> [Work to complete] Each record below is to be output with no change at all.

(Records excerpted from a collection)
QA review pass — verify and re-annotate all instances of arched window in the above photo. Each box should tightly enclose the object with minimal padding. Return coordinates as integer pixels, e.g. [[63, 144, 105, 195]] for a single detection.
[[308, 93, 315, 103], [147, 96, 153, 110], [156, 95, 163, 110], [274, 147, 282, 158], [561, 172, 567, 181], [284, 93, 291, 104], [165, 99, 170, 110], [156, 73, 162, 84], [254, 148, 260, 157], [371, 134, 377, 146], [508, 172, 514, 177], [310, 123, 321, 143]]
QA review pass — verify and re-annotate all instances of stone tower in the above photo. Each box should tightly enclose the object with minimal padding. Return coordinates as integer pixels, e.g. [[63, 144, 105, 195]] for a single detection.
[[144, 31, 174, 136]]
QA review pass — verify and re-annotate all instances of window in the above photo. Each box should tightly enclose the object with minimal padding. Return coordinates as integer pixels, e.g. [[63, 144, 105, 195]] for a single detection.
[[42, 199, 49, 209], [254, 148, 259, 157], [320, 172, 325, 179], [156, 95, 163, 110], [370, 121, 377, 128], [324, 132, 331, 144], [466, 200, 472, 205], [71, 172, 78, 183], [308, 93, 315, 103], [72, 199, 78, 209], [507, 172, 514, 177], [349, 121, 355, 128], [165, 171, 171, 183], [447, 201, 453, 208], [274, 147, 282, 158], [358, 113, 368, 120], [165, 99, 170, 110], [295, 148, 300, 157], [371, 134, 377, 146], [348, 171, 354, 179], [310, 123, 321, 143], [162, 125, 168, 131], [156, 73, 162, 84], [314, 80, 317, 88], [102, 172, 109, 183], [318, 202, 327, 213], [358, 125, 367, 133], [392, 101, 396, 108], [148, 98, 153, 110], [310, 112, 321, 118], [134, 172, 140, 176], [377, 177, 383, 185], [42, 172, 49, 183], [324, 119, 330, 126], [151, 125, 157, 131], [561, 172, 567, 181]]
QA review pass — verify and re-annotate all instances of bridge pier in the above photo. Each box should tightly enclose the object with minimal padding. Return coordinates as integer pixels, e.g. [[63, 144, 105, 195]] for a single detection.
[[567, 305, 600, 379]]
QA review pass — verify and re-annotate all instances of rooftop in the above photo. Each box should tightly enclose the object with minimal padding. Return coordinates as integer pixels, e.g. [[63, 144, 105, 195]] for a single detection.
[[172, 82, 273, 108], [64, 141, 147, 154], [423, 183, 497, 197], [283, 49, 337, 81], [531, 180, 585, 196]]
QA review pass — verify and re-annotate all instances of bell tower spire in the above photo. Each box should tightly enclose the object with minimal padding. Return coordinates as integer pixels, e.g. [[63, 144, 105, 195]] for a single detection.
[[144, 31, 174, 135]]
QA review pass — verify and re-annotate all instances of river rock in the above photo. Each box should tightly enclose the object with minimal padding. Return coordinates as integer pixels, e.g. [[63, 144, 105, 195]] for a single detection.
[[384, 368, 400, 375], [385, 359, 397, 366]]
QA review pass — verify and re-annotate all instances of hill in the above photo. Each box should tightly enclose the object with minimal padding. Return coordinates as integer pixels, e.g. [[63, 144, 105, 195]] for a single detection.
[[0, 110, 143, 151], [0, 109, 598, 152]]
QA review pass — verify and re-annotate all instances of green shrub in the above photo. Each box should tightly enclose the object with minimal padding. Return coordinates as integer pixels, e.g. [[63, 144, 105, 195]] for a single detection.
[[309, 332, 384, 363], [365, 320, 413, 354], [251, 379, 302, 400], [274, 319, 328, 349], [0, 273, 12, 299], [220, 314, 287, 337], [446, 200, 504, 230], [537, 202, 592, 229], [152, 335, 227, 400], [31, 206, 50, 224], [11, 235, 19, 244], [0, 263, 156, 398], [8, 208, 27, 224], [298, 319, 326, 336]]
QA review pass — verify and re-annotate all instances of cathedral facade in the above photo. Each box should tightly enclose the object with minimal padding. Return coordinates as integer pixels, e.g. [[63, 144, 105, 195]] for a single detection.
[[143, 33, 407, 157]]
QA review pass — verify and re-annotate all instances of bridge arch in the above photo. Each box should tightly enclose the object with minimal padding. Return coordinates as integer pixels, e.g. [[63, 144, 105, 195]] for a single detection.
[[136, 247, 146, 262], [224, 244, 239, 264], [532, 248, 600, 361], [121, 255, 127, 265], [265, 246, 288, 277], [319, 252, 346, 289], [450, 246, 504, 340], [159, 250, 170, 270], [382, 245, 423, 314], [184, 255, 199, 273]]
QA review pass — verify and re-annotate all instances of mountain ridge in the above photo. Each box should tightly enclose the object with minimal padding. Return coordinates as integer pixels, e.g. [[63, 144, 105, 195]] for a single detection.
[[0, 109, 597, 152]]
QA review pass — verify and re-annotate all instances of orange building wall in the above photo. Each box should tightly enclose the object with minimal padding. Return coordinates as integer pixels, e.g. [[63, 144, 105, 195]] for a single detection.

> [Result below]
QA review pass — verify and re-annotate all instances of arched window in the above photo. Each box should tightly enclose the object with minimal padding. Return coordinates as integer pixels, e.g. [[63, 144, 105, 195]] for a single detection.
[[308, 93, 315, 103], [147, 96, 153, 110], [156, 95, 163, 110], [274, 147, 282, 158], [561, 172, 567, 181], [284, 93, 291, 104], [165, 99, 170, 110], [156, 73, 162, 84], [254, 148, 260, 157], [371, 134, 377, 146], [508, 172, 514, 177], [310, 123, 321, 143]]
QA review pass — verify and re-annotate all instances of stone tower in the above photo. Each box should tightly enclose the object with minimal padding. Return coordinates as integer pixels, e.g. [[63, 144, 105, 195]] for a single detection.
[[144, 31, 174, 136]]
QA review pass — verify and re-annotate all instances of window in the above photo. Each box should tightly enclose the object with minimal padding. Return coordinates as integer pixels, e.g. [[63, 144, 105, 195]] for a single detection.
[[42, 199, 49, 209], [254, 148, 259, 157], [320, 172, 325, 179], [156, 95, 163, 110], [370, 121, 377, 128], [324, 132, 331, 144], [466, 200, 472, 205], [71, 172, 78, 183], [308, 93, 315, 103], [72, 199, 78, 209], [507, 172, 514, 177], [349, 121, 355, 128], [165, 171, 171, 183], [447, 201, 453, 208], [274, 147, 282, 158], [358, 113, 368, 120], [165, 99, 170, 110], [295, 148, 300, 157], [371, 134, 377, 146], [348, 171, 354, 179], [310, 123, 321, 143], [162, 125, 168, 131], [156, 73, 162, 84], [314, 80, 317, 88], [102, 172, 109, 183], [318, 202, 327, 213], [358, 125, 367, 133], [392, 101, 396, 108], [148, 98, 153, 110], [310, 112, 321, 118], [134, 172, 140, 176], [377, 177, 383, 185], [42, 172, 49, 183], [324, 119, 330, 126], [151, 125, 157, 131], [561, 172, 567, 181]]
QA review pass — verify and re-annotate all instances of bridge pier in the above photo. Each box should tightly enclose the object with minimal padding. Return coordinates as integer pixels, e.g. [[63, 144, 105, 195]] for a single detection.
[[567, 305, 600, 379]]
QA review pass — verify and re-annotate all instances of rooftop in the above photo. Each box should tightly enclose the object with minimal padding. Return coordinates as integer pixels, e.g. [[63, 144, 105, 195]] for a single detection.
[[172, 82, 273, 108], [64, 141, 147, 154], [423, 183, 497, 197], [283, 49, 337, 81], [531, 180, 585, 196]]
QA review pass — verify and re-annotate all instances of bell tower spire in the above photo. Each box should tightly enclose the object with minimal padding. Return coordinates as integer pixels, e.g. [[63, 144, 105, 195]] for a single detection.
[[144, 31, 174, 135]]
QA review pass — verify and re-annotate all instances of river rock in the above photo. Each box should tightly enclose the object with minimal padding. Return coordinates as integer pixels, e.g. [[63, 144, 105, 195]] for a single detection.
[[384, 368, 400, 375], [385, 359, 397, 366]]
QA review pass — verify and re-annotate all instances of hill in the above photo. Each box should tightly enclose the object with minimal padding. Return coordinates as integer pixels, e.g. [[63, 144, 105, 195]] for a single detection.
[[0, 110, 143, 151], [0, 109, 598, 152]]
QA review pass — verify and re-annotate all instances of green shrub in the above photo. Each box should tightly enclose the object with minimal padding. Return coordinates as integer pixels, e.g. [[63, 144, 105, 195]] for a single detection.
[[309, 332, 384, 363], [365, 320, 413, 354], [251, 379, 302, 400], [274, 319, 328, 349], [0, 273, 12, 299], [220, 314, 287, 337], [446, 200, 504, 230], [537, 202, 592, 229], [152, 335, 227, 400], [31, 206, 50, 224], [11, 235, 19, 244], [0, 263, 156, 398], [8, 208, 27, 224], [298, 319, 326, 336]]
QA review pass — verify and re-annotate all instances of cathedral facade in the above photo. Each box should tightly enclose the object with minimal padding. Return coordinates as integer pixels, e.g. [[63, 144, 105, 195]] for a single detection.
[[143, 33, 407, 157]]
QA review pass — verify and re-annotate all instances of bridge arch in the above photo. Each box should tightly enclose the object with minimal padding. Return coordinates as integer pixels, e.g. [[63, 144, 105, 195]] for a single detection.
[[136, 247, 146, 262], [224, 244, 239, 264], [532, 248, 600, 361], [121, 255, 127, 265], [265, 246, 288, 277], [319, 252, 346, 289], [450, 246, 504, 340], [159, 250, 170, 270], [382, 245, 423, 314], [184, 255, 199, 273]]
QA review pass — verify and re-annotate all instances of mountain ridge in the above photo. Each box should tightly enclose the object with minimal padding. Return coordinates as integer pixels, e.g. [[63, 144, 105, 195]] for a single detection.
[[0, 109, 597, 152]]
QA review pass — verify and re-annotate all instances of orange building wall in the above photo. Each box should tightly enclose the object with minimal padding. Return coordinates as integer pixels, e.g. [[63, 144, 105, 195]] for a single detection.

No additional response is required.